--- Exercise brief ---
Rewrite the lines starting at the beginning of the entries and going on through the line with "[236, 373, 340, 686]", changing "pediment" to "gable" and keeping everything else the same.

::: Recorded data

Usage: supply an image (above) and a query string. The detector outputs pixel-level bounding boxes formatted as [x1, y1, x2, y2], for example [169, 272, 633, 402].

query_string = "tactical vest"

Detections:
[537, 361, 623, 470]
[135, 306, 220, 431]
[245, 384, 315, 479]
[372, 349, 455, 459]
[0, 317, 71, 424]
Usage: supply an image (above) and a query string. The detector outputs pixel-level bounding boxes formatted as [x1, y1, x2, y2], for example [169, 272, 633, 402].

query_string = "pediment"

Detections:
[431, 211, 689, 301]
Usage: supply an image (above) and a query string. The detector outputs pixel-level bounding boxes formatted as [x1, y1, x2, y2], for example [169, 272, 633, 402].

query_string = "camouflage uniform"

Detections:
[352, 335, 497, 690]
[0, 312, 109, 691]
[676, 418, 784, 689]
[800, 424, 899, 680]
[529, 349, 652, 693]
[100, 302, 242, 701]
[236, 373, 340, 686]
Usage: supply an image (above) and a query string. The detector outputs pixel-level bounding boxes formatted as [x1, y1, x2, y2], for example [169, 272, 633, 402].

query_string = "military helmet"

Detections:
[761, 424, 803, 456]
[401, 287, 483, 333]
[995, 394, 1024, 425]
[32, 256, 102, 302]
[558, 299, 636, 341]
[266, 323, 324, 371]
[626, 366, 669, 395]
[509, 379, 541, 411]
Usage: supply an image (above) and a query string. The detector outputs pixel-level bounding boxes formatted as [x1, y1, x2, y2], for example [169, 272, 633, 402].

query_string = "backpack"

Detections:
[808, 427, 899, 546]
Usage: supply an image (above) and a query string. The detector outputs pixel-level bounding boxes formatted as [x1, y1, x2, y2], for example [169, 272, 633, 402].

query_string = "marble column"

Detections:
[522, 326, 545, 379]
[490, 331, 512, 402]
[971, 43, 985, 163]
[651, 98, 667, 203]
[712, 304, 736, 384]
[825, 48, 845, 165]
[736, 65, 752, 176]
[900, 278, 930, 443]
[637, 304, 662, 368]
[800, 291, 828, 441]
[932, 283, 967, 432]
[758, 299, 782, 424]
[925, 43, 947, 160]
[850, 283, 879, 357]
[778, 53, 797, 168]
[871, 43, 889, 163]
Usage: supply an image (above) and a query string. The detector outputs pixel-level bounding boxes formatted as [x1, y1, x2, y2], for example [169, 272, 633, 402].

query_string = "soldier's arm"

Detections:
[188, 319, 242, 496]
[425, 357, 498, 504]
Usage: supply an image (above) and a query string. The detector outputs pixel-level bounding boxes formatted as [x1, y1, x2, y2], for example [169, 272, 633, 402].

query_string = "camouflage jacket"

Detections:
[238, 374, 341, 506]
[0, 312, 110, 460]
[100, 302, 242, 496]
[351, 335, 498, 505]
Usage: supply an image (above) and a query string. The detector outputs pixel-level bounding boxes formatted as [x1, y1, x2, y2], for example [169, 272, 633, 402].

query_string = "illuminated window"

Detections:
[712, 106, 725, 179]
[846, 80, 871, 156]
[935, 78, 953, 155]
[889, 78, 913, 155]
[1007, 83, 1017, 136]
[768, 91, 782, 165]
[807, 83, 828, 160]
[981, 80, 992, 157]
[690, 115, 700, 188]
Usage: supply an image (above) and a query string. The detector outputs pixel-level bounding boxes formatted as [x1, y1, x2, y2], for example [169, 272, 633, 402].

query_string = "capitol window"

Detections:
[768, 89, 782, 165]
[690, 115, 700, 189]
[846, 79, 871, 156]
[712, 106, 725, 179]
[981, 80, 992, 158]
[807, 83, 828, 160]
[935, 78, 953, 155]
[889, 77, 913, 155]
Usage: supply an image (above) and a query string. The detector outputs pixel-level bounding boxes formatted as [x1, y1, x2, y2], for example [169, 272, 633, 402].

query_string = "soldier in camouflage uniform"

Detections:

::::::

--- Result below ---
Usage: supply an image (above) and a query string. The detector outputs pixel-level bounding boxes formatted as [x1, y1, x2, y2], for example [169, 272, 633, 402].

query_string = "tactical vest"

Detections:
[537, 361, 623, 470]
[135, 306, 220, 431]
[245, 384, 315, 479]
[372, 349, 455, 459]
[0, 317, 71, 424]
Usage: supply an image (above) and a query string. The detector outputs pixel-level bounding boxes formatted as [x1, y1, x2, y2], for example [169, 272, 633, 402].

query_string = "gable"

Detections:
[431, 211, 689, 301]
Usage: supply an image (above) and a query string. The detector outputs pixel-level bounding boxes formatted as [x1, y1, x2, y2], for example [169, 272, 633, 402].

query_string = "camouflage uniform"

Detections:
[352, 335, 497, 690]
[0, 312, 109, 691]
[676, 418, 784, 689]
[800, 424, 899, 680]
[529, 349, 652, 693]
[100, 302, 242, 701]
[236, 373, 340, 686]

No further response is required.